● Текст страницы
--------------------------------------------------

Александр Солженицын: Гений первого плевка - Владимир Бушин 14 стр.


Кроме того, говорит Солженицын, "я совался в прямую бомбежку в открытой степи". Тоже впечатляет. Только, во-первых, фронтовой путь героя ни через какие степи не пролегал. Во-вторых, ведь "соваться" можно и от безвыходности положения. А еще был случай, продолжает храбрец, однажды "решился я ехать по проселку, заведомо заминированному противотанковыми минами". Заведомо? Ну, Александр Исаевич, расскажите это тому, кто не знает Фому. Впрочем, ведь не говорит, на чем ехал, а если ехать на велосипеде или на осле, то это вполне безопасно: противотанковые срабатывают лишь под действием большой тяжести. Словом, доводы Солженицына в пользу своего фронтового бесстрашия несколько сомнительны.

Но надо отдать должное человеку: в ряде случаев он признает, что струсил, смалодушничал, сдрейфил… П. П. Семенов–Тян-Шанский писал, что Достоевский не только "мог увлекаться чувствами негодования и даже злобою при виде насилия, совершаемого над униженными и оскорбленными", но и "в минуты таких порывов был способен выйти на площадь с красным знаменем". Именно в таком состоянии был писатель, когда узнал, как жестоко прогнали однажды сквозь строй безвестного фельдфебеля Финляндского полка. Только узнал! От кого-то.

А Солженицын рассказывает, что летом 44-го года в Белоруссии своими глазами видел, как сержант избивал кнутом пленного. Мало того, пленный взывал о помощи именно к нему, к Александру Исаевичу. И что же пережил, как поступил сей гуманист "при виде насилия над униженными и оскорбленными"? Ведь он молод, здоров, вооружен, в капитанских погонах и может просто зыкнуть, гаркнуть, приказать какому-то там сержантику. Но нет, почему-то решает, что перед ним не просто сержант, а особист, и не просто пленный, а власовец, и "вдруг этот власовец какой-нибудь сверхзлодей?" И вот итог: "Я струсил защищать власовца (гипотетического. - В.Б.) перед особистом (теоретическим. - В.Б.), я ничего не сказал и не сделал, я прошел мимо, как бы не слыша".

Может быть, мужественней, тверже держался Солженицын во время следствия? Увы, сам пишет: "Я себя только оплевывал". И если бы одного себя! Признает, что и других "обрызгал". А в устах этого человека одна брызга уж никак не меньше хорошего ушата. Нет, не имеет он права повторить вслед за Достоевским: "Я вел себя перед судом честно, не сваливал своей вины на других… Я не сознавался во всем и за это наказан был строже". А Солженицын наказан был мягче - получил на два года меньше, чем его одноделец Виткевич, хотя тот играл лишь вторую роль.

Да и как могло быть иначе, если Солженицын изо всех сил старался разжалобить следователя.

Не слишком храбро держал себя Солженицын и в заключении. Об этом свидетельствует не только тот факт, что весь срок он отбыл без единого дисциплинарного наказания, но и то хотя бы, что его безо всякого нажима завербовали в секретные лагерные осведомители, и он стал сексотом с кличкой "Ветров".

--------------------------------------------------

● Задание
Ответьте, пожалуйста, по тексту страницы: на сколько меньший срок получил Солженицын по сравнению со своим подельником Виткевичем?

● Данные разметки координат
--------------------------------------------------

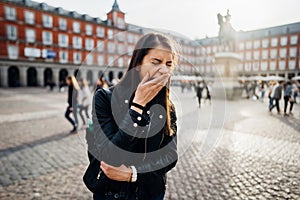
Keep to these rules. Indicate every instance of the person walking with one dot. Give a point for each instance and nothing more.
(135, 126)
(84, 100)
(70, 107)
(277, 96)
(199, 90)
(288, 98)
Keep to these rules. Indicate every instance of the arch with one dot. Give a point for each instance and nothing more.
(90, 77)
(120, 75)
(13, 76)
(63, 73)
(31, 77)
(110, 76)
(48, 76)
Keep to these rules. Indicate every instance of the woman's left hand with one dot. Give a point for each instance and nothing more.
(121, 173)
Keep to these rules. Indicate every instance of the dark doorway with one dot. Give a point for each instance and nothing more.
(13, 77)
(31, 77)
(48, 76)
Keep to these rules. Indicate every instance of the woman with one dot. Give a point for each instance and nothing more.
(72, 102)
(135, 125)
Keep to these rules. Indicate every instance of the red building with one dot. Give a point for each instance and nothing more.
(41, 43)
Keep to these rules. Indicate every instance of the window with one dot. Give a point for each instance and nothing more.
(294, 39)
(89, 44)
(121, 48)
(241, 67)
(63, 40)
(273, 65)
(249, 45)
(248, 56)
(256, 66)
(256, 44)
(29, 17)
(11, 32)
(10, 13)
(208, 50)
(274, 42)
(30, 35)
(121, 36)
(292, 64)
(77, 42)
(89, 59)
(265, 43)
(100, 32)
(130, 50)
(121, 23)
(273, 53)
(248, 67)
(120, 62)
(47, 21)
(110, 60)
(282, 65)
(293, 52)
(214, 49)
(283, 53)
(62, 24)
(63, 57)
(77, 57)
(111, 47)
(265, 54)
(47, 37)
(13, 52)
(130, 38)
(100, 60)
(283, 41)
(88, 29)
(241, 46)
(76, 27)
(256, 55)
(264, 66)
(100, 46)
(110, 34)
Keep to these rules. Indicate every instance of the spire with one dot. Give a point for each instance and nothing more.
(116, 6)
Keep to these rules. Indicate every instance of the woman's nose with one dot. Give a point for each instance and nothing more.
(163, 69)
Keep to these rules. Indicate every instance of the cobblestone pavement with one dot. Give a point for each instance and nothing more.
(240, 150)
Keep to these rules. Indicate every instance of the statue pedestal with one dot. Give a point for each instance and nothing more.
(226, 84)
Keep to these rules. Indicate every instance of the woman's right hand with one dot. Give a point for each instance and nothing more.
(150, 85)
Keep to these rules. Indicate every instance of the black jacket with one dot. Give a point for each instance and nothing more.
(123, 136)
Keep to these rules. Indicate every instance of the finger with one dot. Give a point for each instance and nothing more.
(146, 78)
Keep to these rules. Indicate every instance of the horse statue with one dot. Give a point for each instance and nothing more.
(227, 35)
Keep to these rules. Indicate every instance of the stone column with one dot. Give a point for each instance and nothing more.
(23, 76)
(4, 76)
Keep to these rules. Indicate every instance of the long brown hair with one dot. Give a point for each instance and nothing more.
(143, 46)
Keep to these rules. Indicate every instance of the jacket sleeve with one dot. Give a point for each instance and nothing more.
(164, 159)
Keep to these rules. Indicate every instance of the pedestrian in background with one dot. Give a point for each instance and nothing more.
(199, 90)
(288, 98)
(84, 100)
(70, 109)
(277, 96)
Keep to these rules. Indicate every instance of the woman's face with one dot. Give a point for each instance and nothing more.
(159, 57)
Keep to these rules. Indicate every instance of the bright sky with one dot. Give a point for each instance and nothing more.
(192, 18)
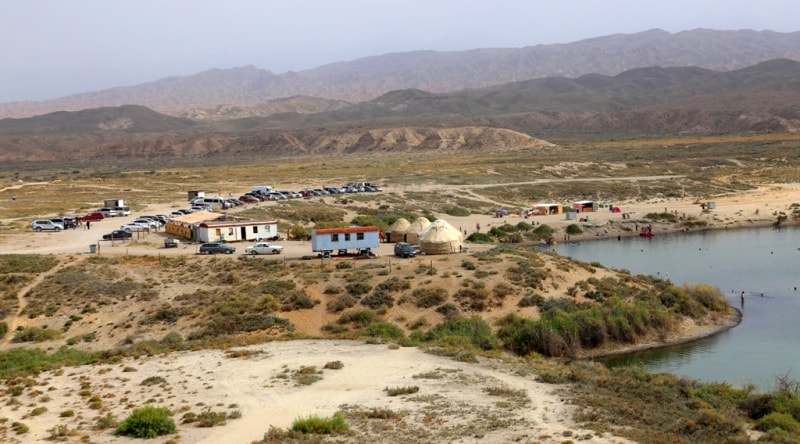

--------------------------------------------------

● Решение
На два года меньше.